**EXERCISE 1**.
Give the number of lines in the rows below that contain the string "space". Reply with the number only.

**SELECTED EXTRACT**.

- - - - -

Quick Pickled Apple Cider Beets

Looking for a quick and easy way to pickle your beets. These quick pickled apple cider beets are delicious and nutritious.
Prep Time5 minutes
Cook Time10 minutes
Total Time15 minutes
Course: Vegetables
Cuisine: American
Keyword: appetizers, beets, healthy, keto, pickled, pickling, side dish, vegetables
Servings: 2 cups
Calories: 64kcal
Author: Courtney O'Dell

Ingredients

  • 2 cups cooked or canned beets see notes
  • 2 cups water
  • 1 cup apple cider vinegar
  • 2 tablespoons granulated sugar
  • 2 teaspoons kosher salt
  • ¼ teaspoon whole mustard seeds
  • ¼ teaspoon whole black peppercorns about 3

Instructions

  • Slice or chop the prepared beets to your desired size. Add them to an airtight container and set them aside while you make the brine. 
  • Combine the water, vinegar, sugar, salt, mustard seeds, and peppercorns in a small saucepan set over medium heat. 
  • Bring the mixture to a boil and cook until the sugar and salt have dissolved. 
  • Pour the brine over the beets, making sure to cover them completely. 
  • Seal the container and place it in the fridge to chill. I recommend waiting until the beets are fully chilled to serve, but they will have a lightly pickled flavor after 15 minutes. 
  • Store the beets in an airtight container in the fridge for up to two weeks.

- - - - -

**Rows from a data collection**.
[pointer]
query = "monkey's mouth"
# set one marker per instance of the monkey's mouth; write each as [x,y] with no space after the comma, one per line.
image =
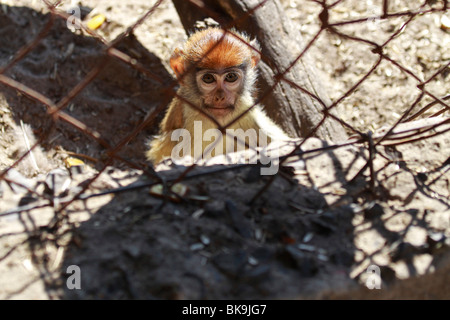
[219,110]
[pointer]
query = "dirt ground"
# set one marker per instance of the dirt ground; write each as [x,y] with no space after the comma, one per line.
[315,232]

- - - - -

**EXERCISE 2**.
Please answer these questions about the beet pickling recipe above:
(a) How much apple cider vinegar does it call for?
(b) What is the total time listed?
(c) How long can the beets be stored in the fridge?

**WORKED ANSWER 1**.
2

**WORKED ANSWER 2**.
(a) 1 cup
(b) 15 minutes
(c) Up to two weeks